__EXPLORE THE MATERIAL__
• A. Return the passage of the forum thread on DCC sound in N scale from "If you already" up to and including "used to be.".
• B. Summarize the forum thread on DCC sound in N scale in three sentences.
• C. Answer these questions from the forum thread on DCC sound in N scale, one per line:
(i) Which locomotive with sound does Lownen have?
(ii) Which company now offers a drop-in sound decoder for Kato F units?
(iii) What are the only N scale items with sound that sptrains.com has?

__SOURCE EXTRACT__
# DCC sound in N Scale



## sptrains.com (Mar 18, 2008)

I have a customer who is migrating to DCC and wants to add sound to his layout. We're thinking the best thing to do is get a sound decoder and small speaker and mount them in a box car pulled behind the diesel engines. Anyone have experience with sound decoders in N scale?


----------



## Lownen (Mar 28, 2008)

I have a PCM E7 with sound. The best way to get into sound is to buy a locomotive with a sound decoder. But this is far from the cheapest way. The Athearn BigBoy and Challenger are nice. (Do you have any challengers left Josh?).

If you want to upgrade a loco you already have to DCC with sound, and you're not a machinist, you usually need to buy replacement frames that have been milled to accept both the decoder and the speaker. http://www.aztectrains.com/pages/DCCFrames2.html

If you have Kato F units, there is now a drop-in sound decoder for them from MRC http://www.modelrec.com/search/product-view.asp?ID=8051

If you already have a DCC decoder in your loco then the sound only decoder in a trailing car is a good solution. However, I would prefer to put it in a dummy loco to a boxcar... if you can find a dummy loco. They aren't made as much as they used to be.


----------



## sptrains.com (Mar 18, 2008)

I haven't found any GP40's in N scale that are both sound and DCC ready. The only N scale stuff we have with sound are FB units and Locomotives with tenders. You're right about the dummy units, although the selection on those is surprisingly limited as well.

__DATASET SECTION__
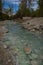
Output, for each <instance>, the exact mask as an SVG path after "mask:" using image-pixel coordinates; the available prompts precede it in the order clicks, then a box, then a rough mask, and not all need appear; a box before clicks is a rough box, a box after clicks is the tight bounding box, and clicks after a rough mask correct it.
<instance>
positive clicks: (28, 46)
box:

__RESPONSES__
• A.
If you already have a DCC decoder in your loco then the sound only decoder in a trailing car is a good solution. However, I would prefer to put it in a dummy loco to a boxcar... if you can find a dummy loco. They aren't made as much as they used to be.

• B. A poster has a customer moving to DCC who wants sound, and suggests putting a sound decoder and small speaker in a box car pulled behind the diesels. A reply says that buying a locomotive with a sound decoder is the best but not the cheapest way to get sound, and that a non-machinist upgrading an existing loco usually needs milled replacement frames. The reply adds that a sound-only decoder in a trailing car works if the loco already has DCC, though it would go better in a dummy loco, and the original poster answers that no N scale GP40s that are both sound and DCC ready have turned up and that dummy units are also limited.

• C.
(i) A PCM E7.
(ii) MRC.
(iii) FB units and locomotives with tenders.